▶ **Exercise**
Copy every record word for word. Pictures are not part of the copy.

[Photo-based referring expression data]
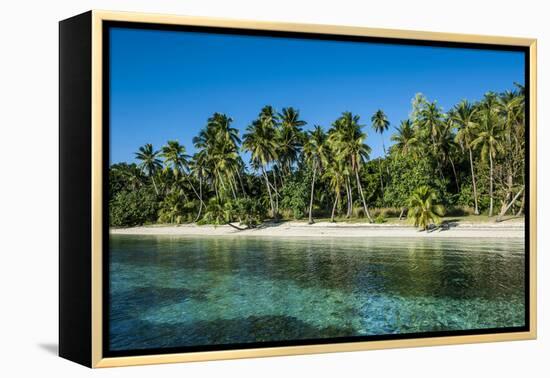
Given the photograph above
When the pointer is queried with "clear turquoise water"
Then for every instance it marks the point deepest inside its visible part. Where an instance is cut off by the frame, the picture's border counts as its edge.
(190, 291)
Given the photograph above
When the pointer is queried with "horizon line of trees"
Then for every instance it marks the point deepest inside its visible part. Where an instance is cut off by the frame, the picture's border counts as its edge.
(470, 157)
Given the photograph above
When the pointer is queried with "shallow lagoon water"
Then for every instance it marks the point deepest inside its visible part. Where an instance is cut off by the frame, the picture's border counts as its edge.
(172, 291)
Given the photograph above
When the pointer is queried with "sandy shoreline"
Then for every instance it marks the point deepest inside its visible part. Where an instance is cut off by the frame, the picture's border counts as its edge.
(326, 229)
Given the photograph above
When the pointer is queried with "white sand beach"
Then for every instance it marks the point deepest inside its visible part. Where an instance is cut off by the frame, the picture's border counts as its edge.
(508, 229)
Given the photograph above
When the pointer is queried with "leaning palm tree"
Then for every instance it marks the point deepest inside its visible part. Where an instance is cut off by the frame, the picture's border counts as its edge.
(177, 160)
(380, 124)
(423, 210)
(150, 163)
(405, 139)
(488, 141)
(260, 142)
(431, 120)
(348, 137)
(336, 179)
(316, 153)
(289, 137)
(463, 116)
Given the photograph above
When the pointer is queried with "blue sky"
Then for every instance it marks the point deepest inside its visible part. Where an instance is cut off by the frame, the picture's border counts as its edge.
(165, 84)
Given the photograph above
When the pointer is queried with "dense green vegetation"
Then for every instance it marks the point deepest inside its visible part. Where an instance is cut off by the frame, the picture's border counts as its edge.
(469, 159)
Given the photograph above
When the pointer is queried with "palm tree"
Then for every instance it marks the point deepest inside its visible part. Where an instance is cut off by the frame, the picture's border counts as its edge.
(430, 120)
(422, 207)
(463, 116)
(316, 155)
(405, 139)
(150, 164)
(349, 142)
(289, 137)
(380, 124)
(336, 178)
(446, 148)
(487, 140)
(175, 158)
(260, 142)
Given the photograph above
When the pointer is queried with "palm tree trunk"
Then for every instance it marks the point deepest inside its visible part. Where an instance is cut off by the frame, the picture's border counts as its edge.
(350, 197)
(232, 189)
(200, 204)
(155, 185)
(360, 189)
(385, 155)
(454, 173)
(476, 209)
(505, 208)
(490, 184)
(193, 187)
(334, 206)
(522, 206)
(276, 191)
(381, 181)
(241, 182)
(311, 196)
(269, 192)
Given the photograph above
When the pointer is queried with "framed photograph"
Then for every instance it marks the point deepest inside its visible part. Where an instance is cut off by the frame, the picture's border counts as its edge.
(235, 189)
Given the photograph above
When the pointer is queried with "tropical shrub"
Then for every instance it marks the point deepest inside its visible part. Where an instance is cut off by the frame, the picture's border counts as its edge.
(424, 208)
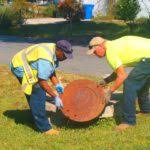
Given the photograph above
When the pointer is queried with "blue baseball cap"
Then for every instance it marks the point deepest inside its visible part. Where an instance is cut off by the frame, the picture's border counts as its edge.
(66, 47)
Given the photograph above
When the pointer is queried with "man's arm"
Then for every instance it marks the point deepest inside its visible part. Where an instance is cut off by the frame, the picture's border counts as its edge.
(111, 78)
(121, 76)
(44, 85)
(54, 79)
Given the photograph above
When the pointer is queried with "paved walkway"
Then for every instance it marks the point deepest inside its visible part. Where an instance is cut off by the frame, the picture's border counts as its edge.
(44, 21)
(82, 64)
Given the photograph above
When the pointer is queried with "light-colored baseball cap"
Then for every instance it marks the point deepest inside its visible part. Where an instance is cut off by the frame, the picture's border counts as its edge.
(96, 41)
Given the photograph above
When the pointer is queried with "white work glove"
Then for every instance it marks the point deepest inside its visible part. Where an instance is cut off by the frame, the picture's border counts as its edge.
(108, 93)
(58, 102)
(102, 82)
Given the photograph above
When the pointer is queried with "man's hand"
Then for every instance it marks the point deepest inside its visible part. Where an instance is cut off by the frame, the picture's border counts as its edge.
(102, 82)
(108, 93)
(59, 88)
(58, 102)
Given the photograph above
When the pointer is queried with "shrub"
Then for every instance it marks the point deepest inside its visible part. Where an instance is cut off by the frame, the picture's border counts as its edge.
(9, 17)
(50, 10)
(127, 10)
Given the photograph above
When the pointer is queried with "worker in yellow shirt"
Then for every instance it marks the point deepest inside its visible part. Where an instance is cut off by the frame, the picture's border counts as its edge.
(127, 51)
(33, 67)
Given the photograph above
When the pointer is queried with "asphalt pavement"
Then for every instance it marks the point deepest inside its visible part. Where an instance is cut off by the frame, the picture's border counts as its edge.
(81, 64)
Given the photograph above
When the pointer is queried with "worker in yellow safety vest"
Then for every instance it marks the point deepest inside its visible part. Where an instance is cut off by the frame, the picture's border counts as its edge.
(33, 67)
(127, 51)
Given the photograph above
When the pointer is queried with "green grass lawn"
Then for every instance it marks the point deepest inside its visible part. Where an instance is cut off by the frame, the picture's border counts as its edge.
(81, 32)
(17, 131)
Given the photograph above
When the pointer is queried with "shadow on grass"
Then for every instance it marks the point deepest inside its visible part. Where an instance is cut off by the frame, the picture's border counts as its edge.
(58, 119)
(23, 117)
(78, 34)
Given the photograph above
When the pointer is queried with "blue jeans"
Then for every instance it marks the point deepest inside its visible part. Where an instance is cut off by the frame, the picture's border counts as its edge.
(136, 86)
(36, 103)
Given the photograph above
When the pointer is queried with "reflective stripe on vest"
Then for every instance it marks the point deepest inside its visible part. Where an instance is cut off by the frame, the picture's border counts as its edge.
(27, 69)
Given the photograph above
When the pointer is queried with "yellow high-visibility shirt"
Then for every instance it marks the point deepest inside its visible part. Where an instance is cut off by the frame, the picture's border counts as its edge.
(127, 51)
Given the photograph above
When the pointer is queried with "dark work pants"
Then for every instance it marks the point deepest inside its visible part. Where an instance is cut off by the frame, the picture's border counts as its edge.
(136, 86)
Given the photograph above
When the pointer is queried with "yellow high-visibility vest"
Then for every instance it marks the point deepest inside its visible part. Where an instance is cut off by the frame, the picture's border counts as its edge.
(33, 53)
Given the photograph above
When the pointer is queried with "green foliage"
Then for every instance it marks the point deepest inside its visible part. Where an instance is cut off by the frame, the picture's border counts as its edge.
(9, 17)
(127, 10)
(49, 10)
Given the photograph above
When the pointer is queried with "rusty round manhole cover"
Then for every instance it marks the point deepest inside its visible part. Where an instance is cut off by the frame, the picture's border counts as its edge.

▶ **Task output**
Given the photograph above
When the pointer is queried with "clear turquoise water"
Then for every instance it marks the point deepest inside its visible part. Where an instance is cut off by the frame, the picture's border counts as its edge.
(190, 291)
Given the photograph above
When the pointer is queried with "horizon line of trees"
Then for every instance it marks the point deepest inside its visible part. Where an instance is cut off by the frame, the picture's border counts as its edge.
(470, 157)
Given the photograph above
When the pointer is queried with "shallow lagoon water"
Then for every instance it marks the point deepest inside its visible part. Where an instance is cut off by the frame, the picture's border counts as its edge.
(172, 291)
Given the photograph above
When the pointer is queried with "sandy shoreline"
Then for every instance it marks the point deepest inside its visible part. Where an instance is cut off by the frame, the picture's border counts as its edge.
(326, 229)
Given the photograph above
When the pointer is queried with "white sand beach"
Then for every instance it marks the point deepest inside its visible part. Where an instance is cut off by the frame, the picture's border counts as its edge.
(508, 229)
Given the photograph above
When the pointer is queried with "leaning palm tree"
Then for every instance it marks the point deepest inside its visible part. Where an instance is cut off by the frame, the picture's border counts as its edge.
(177, 160)
(380, 124)
(423, 210)
(150, 163)
(405, 139)
(488, 141)
(260, 142)
(431, 120)
(348, 137)
(336, 179)
(316, 153)
(289, 137)
(463, 116)
Given the photograph above
When the pointer is queried with "blue sky"
Then for every instance it marks the point deepest inside its visible part. Where an instance is cut off by the frame, the picture's border counts as its edge.
(165, 84)
Given the photograph above
When the pointer is queried with "dense green vegetation"
Then for every instance it marks the point deepest inside its visible part. Where an instance is cut off by the frame, the picture's border counts as its edge.
(469, 159)
Given the photograph above
When the pointer is queried with "palm tree"
Then for every instance it marks the point deepest inside its visible part. Where an instance is cut off by the frame, the picture's border counts as its edge.
(430, 120)
(422, 207)
(463, 116)
(316, 155)
(405, 139)
(150, 164)
(349, 142)
(289, 137)
(380, 124)
(336, 178)
(446, 148)
(487, 140)
(175, 158)
(260, 142)
Given the photograph above
When the pointer is queried with "palm tree trunk"
Then for every instance it marks the point deepest inside its visible part. Where an instance is cut off by the frame, the picture's border counts as its edge.
(350, 197)
(232, 189)
(200, 204)
(155, 185)
(360, 189)
(385, 155)
(454, 173)
(476, 209)
(505, 208)
(490, 184)
(193, 187)
(334, 206)
(522, 206)
(276, 191)
(381, 181)
(241, 182)
(311, 196)
(269, 192)
Given the photograph above
When the pointer is queried with "framed photograph"
Then for every instance it marks the point deepest inside its visible part. Where an instance is cut off by the frame, the picture's border counts as its edge.
(235, 189)
Given the photograph above
When the pointer is queried with "tropical shrub"
Then for every instance it marks the point deepest inside its visible part. Where an instance is cut off by the frame, the picture's border counts as its edge.
(424, 208)
Given the photograph above
When the pointer is queried with "blue baseball cap"
Then for every instance it marks the point deepest inside its visible part. Where an instance is cut off by the frame, the picture's border counts as its edge.
(66, 47)
Given the photograph above
When the pointer is queried with "man's arm"
Then for every instance it marks the point deepest inside its visible part. Where an instance is cut off by the frame, the picture's border counts as its edge.
(111, 78)
(121, 76)
(44, 85)
(54, 79)
Given the photograph above
When the pointer is queried with "paved walkway"
Then for every instance it marks the point deepest inside its visible part. Where an instance is cut off by the frame, the picture's border counts as its edge.
(44, 21)
(82, 64)
Given the photograph above
When the pointer is queried with "light-colored baseball cap"
Then for every instance it marks the point deepest inside its visible part. Where an instance is cut off by the frame, the picture's border counts as its edge.
(96, 41)
Given the photograph above
When the pointer is queried with "white work glove"
Then for every instance it marks the point deepest inside its visible part. Where an instance is cut off by the frame, the picture's border counts as its edge.
(108, 93)
(58, 102)
(102, 82)
Given the photograph above
When the pointer is queried with "man's hand"
Then for every instance it marks the point deepest inside its visible part. Where an instance is cut off by the frame, the picture's border counts as its edge.
(102, 82)
(108, 93)
(59, 88)
(58, 102)
Given the photograph above
When the pointer is queried with "shrub"
Then for every instance it marks the point deepest inside its visible part. Where an instance is cut off by the frame, the picture's border counts as its edge.
(9, 17)
(50, 10)
(127, 10)
Given the photograph above
When the pointer is queried with "worker in yellow shirt"
Then for every instance it marks the point deepest inside its visible part. Where an instance is cut off by the frame, the picture's border counts as its edge.
(127, 51)
(33, 67)
Given the photograph above
When the pointer is queried with "asphalt pavement"
Then for every instance it marks the point deepest inside its visible part. Where an instance is cut off by the frame, the picture's border counts as its edge.
(81, 64)
Given the photograph above
When the pointer is queried with "worker in yellow safety vest"
Then for every instance it marks the point deepest inside its visible part. Where an instance is cut off by the frame, the picture's border counts as its edge.
(33, 67)
(127, 51)
Given the photograph above
When the pointer is queried with "green grass lawn"
Then for every instance it marks the point deepest inside its visible part. Where an instance is cut off by the frame, the picture's border counts as its edge.
(81, 32)
(17, 131)
Given the photograph above
When the pointer is queried with "shadow on grass"
Then for every instance it marks the point deepest inside its visible part. Where an instance is cut off by the frame, the picture's border counts as its edge.
(58, 119)
(23, 117)
(78, 34)
Given the photograph above
When the pointer is queried with "blue jeans"
Then for every instance it marks the point deepest inside its visible part. Where an instance is cut off by the frame, the picture's border counts as its edge.
(136, 86)
(36, 103)
Given the photograph above
When the pointer is queried with "reflective stripe on vest"
Then for every instance it marks the point deepest inside its visible part. Where an instance is cut off by the frame, the picture's border counts as its edge.
(27, 69)
Given the photograph above
When the pointer is queried with "yellow high-visibility shirt"
Then for every instance it marks the point deepest inside its visible part. Where an instance is cut off by the frame, the picture's border counts as its edge.
(127, 51)
Given the photograph above
When the pointer is queried with "dark work pants"
Then for every instance it marks the point deepest inside its visible part. Where an instance is cut off by the frame, the picture's border counts as its edge.
(136, 86)
Given the photograph above
When the pointer is queried with "yellow high-visibility vest"
Then for every instance it marks the point deepest inside its visible part. Where an instance is cut off by the frame, the picture's border counts as its edge.
(33, 53)
Given the photograph above
When the pointer is queried with "green foliage"
Then for every instance it marks the point deepest inside its visible part. Where an instance is cut off by the frame, the picture's border counts as its edge.
(9, 17)
(127, 10)
(49, 10)
Given the photograph above
When the pointer is queried with "rusty round manhole cover"
Then for every instance it marks the point deepest inside its visible part. Where an instance is cut off by the frame, the picture's border counts as its edge.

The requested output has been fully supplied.